Supplied records:
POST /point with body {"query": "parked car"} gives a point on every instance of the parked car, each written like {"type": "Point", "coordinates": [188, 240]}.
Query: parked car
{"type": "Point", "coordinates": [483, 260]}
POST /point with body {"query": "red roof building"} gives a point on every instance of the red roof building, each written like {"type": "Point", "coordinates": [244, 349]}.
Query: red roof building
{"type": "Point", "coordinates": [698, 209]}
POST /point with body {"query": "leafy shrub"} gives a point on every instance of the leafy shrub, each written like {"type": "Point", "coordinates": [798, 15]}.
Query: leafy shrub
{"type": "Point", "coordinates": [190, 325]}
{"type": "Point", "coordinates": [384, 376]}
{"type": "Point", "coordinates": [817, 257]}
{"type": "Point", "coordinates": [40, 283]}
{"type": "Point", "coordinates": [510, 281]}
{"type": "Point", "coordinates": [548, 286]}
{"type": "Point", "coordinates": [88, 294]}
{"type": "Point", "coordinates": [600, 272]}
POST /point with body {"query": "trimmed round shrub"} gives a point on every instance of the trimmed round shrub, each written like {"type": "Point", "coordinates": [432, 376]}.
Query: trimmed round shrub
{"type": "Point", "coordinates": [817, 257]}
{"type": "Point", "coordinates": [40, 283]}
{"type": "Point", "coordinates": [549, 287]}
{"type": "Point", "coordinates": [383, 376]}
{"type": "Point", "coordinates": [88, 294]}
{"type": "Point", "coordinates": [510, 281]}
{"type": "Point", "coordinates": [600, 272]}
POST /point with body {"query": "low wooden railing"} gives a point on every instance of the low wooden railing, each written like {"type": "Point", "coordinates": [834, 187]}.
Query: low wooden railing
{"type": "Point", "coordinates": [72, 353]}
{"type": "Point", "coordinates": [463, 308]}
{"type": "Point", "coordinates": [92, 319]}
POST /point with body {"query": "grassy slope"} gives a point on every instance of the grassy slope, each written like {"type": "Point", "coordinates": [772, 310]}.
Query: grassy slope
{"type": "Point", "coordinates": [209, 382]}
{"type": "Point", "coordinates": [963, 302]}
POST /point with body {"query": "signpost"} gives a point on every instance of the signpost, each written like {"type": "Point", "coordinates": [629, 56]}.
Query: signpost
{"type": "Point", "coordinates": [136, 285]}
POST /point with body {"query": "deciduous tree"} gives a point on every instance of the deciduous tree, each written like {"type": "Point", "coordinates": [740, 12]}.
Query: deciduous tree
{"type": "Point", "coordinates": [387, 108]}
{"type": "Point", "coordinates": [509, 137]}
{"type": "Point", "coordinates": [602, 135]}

What you should do: Give the records above again, word for word.

Response to the exercise:
POST /point with body {"query": "parked car"} gives a point on every instance of the parked car, each written like {"type": "Point", "coordinates": [188, 240]}.
Query: parked car
{"type": "Point", "coordinates": [483, 260]}
POST /point with body {"query": "red roof building"} gives a point on every instance of the red roof building, each written like {"type": "Point", "coordinates": [244, 349]}.
Query: red roof building
{"type": "Point", "coordinates": [698, 209]}
POST /point with body {"query": "leafy shrub"} gives a point on every instance of the leafy shrub, each written like {"type": "Point", "coordinates": [798, 15]}.
Query: leafy shrub
{"type": "Point", "coordinates": [190, 325]}
{"type": "Point", "coordinates": [384, 376]}
{"type": "Point", "coordinates": [817, 257]}
{"type": "Point", "coordinates": [40, 283]}
{"type": "Point", "coordinates": [510, 281]}
{"type": "Point", "coordinates": [548, 286]}
{"type": "Point", "coordinates": [88, 294]}
{"type": "Point", "coordinates": [600, 272]}
POST /point with body {"query": "trimmed round shrub"} gives a point on every instance of the trimmed round shrub, each written like {"type": "Point", "coordinates": [432, 376]}.
Query: trimmed round shrub
{"type": "Point", "coordinates": [817, 257]}
{"type": "Point", "coordinates": [40, 283]}
{"type": "Point", "coordinates": [549, 287]}
{"type": "Point", "coordinates": [383, 376]}
{"type": "Point", "coordinates": [88, 294]}
{"type": "Point", "coordinates": [510, 281]}
{"type": "Point", "coordinates": [600, 272]}
POST /point with body {"query": "low wooden railing"} gives a point on every instance of the low wooden railing, each written like {"type": "Point", "coordinates": [834, 187]}.
Query: low wooden railing
{"type": "Point", "coordinates": [72, 353]}
{"type": "Point", "coordinates": [463, 308]}
{"type": "Point", "coordinates": [92, 319]}
POST /point with body {"query": "grassy slope"} gives a point on every instance of the grassy slope, each written like {"type": "Point", "coordinates": [772, 310]}.
Query: grassy slope
{"type": "Point", "coordinates": [209, 382]}
{"type": "Point", "coordinates": [963, 302]}
POST /point with body {"query": "signpost"} gives a point on every instance of the signpost, each written like {"type": "Point", "coordinates": [629, 56]}.
Query: signpost
{"type": "Point", "coordinates": [136, 285]}
POST /point with body {"query": "deciduous tree"} gives a point on every instance of the deciduous tree, each written like {"type": "Point", "coordinates": [740, 12]}.
Query: deciduous tree
{"type": "Point", "coordinates": [387, 108]}
{"type": "Point", "coordinates": [509, 137]}
{"type": "Point", "coordinates": [602, 135]}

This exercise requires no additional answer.